◆ Records from a data source ◆
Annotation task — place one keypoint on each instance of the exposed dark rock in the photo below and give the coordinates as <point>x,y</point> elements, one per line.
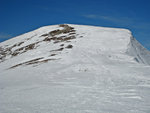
<point>69,46</point>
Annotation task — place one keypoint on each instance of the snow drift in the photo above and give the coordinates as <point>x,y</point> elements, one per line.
<point>74,69</point>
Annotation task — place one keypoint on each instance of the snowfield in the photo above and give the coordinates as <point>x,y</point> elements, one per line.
<point>74,69</point>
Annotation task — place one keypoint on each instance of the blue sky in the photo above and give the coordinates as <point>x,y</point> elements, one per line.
<point>21,16</point>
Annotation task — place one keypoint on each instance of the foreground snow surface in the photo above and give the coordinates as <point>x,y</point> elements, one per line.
<point>97,75</point>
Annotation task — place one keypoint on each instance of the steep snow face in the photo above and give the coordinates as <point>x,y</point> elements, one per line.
<point>141,54</point>
<point>74,69</point>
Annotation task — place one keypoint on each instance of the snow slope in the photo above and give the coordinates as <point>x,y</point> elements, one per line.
<point>74,69</point>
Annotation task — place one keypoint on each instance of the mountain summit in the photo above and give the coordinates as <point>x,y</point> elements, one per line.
<point>74,69</point>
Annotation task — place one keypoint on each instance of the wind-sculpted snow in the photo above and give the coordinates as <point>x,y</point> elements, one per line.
<point>74,69</point>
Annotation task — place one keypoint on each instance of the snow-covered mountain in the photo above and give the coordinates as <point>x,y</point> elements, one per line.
<point>74,69</point>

◆ THE TASK ◆
Reproduce every line of the data above word for word, leaving out the pictures.

◆ OUTPUT FOR THIS EXERCISE ◆
Annotation task — place one keypoint on each instance of the exposed dark rock in the photo below and give the coordinates as <point>x,y</point> elements, one per line.
<point>69,46</point>
Annotation task — place one keypoint on each instance of the snow drift in the photo above and give the coordinates as <point>x,y</point> elements, one per line.
<point>74,69</point>
Annotation task — place one keypoint on each instance of the snowfield in the photo above and give the coordinates as <point>x,y</point> elements, one per line.
<point>74,69</point>
Annotation task — place one keypoint on each instance of the blue sky in the photo above and give the coordinates as <point>x,y</point> elements, one per line.
<point>21,16</point>
Annotation task — place one keypoint on each instance of the foreground snow surface in the photo above and give the coordinates as <point>x,y</point> elements, one per line.
<point>97,75</point>
Annotation task — place one keypoint on each instance of the steep snow face in the photo above and give the coordinates as <point>x,y</point> elements, one per line.
<point>141,54</point>
<point>74,69</point>
Annotation task — place one keypoint on each instance of the snow slope in the photo above and give the coordinates as <point>x,y</point> elements, one per line.
<point>74,69</point>
Annotation task — place one keypoint on each instance of the mountain summit in the photo above and give the coordinates as <point>x,y</point> elements, one per line.
<point>74,69</point>
Annotation task — place one keypoint on each instance of the wind-sculpted snow in the photo above and give the coordinates as <point>x,y</point> elements, one per line.
<point>74,69</point>
Annotation task — place one keypoint on each instance of the snow-covered mountain in the photo above and give the coordinates as <point>x,y</point> elements, one per line.
<point>74,69</point>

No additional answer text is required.